**ASSIGNED TASK**:
Which lines below include "tine"? Copy them all.

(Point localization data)
──────────────────────────────

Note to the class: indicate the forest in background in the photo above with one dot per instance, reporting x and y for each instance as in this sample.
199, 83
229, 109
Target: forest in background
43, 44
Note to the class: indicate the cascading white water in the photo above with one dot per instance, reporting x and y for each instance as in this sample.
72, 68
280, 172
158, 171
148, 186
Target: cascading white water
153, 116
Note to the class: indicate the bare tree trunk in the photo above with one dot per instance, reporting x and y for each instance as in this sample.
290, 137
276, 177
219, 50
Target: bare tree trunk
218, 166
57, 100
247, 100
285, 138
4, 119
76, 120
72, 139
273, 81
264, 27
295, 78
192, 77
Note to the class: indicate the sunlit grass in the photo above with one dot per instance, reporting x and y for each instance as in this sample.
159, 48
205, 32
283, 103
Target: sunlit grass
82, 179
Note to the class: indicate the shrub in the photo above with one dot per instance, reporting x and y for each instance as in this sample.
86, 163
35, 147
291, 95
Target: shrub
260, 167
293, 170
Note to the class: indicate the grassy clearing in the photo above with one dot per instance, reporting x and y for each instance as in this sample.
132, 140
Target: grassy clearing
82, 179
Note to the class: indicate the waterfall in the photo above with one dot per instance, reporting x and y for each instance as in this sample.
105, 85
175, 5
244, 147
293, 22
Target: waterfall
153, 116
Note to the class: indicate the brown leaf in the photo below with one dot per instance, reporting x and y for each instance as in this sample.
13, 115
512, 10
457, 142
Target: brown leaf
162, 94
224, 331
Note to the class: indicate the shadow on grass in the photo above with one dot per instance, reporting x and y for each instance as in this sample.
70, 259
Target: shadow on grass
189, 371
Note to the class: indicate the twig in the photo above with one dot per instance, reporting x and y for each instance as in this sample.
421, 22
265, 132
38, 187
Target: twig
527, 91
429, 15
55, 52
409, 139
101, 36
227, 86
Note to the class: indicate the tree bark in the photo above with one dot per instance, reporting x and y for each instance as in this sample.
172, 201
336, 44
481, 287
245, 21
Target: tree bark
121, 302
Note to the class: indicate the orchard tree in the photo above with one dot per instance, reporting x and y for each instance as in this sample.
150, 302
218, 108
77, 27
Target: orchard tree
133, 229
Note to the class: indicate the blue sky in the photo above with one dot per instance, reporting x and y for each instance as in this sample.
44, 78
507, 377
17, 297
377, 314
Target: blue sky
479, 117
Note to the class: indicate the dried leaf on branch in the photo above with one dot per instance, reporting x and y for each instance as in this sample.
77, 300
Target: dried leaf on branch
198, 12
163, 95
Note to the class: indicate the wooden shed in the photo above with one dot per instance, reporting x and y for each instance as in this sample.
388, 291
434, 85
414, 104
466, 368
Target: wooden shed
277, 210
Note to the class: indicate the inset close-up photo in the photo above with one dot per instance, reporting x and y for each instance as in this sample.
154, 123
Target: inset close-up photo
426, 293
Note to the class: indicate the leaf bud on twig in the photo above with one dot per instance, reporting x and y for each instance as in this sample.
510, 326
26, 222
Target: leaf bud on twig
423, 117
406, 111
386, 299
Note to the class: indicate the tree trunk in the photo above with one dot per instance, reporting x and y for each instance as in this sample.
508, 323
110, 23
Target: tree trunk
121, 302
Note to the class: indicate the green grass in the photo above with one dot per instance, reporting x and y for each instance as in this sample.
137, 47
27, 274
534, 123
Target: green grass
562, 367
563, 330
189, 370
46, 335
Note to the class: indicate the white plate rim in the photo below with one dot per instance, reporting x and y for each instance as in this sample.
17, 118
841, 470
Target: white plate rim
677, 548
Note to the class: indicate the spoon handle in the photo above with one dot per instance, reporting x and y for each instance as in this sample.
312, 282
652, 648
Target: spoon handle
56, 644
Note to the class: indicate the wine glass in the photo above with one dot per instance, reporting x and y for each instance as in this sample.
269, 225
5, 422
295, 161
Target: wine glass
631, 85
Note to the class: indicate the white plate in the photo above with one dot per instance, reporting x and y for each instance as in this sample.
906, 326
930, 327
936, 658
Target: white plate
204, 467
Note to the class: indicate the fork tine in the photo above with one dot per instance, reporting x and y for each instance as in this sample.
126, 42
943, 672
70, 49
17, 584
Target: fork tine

──────────────────────────────

**SOLUTION FOR THIS EXERCISE**:
Note to the class: indicate the fork tine in the photo above with one dot per instance, reporting x and y for each instance as in this sample.
Target: fork tine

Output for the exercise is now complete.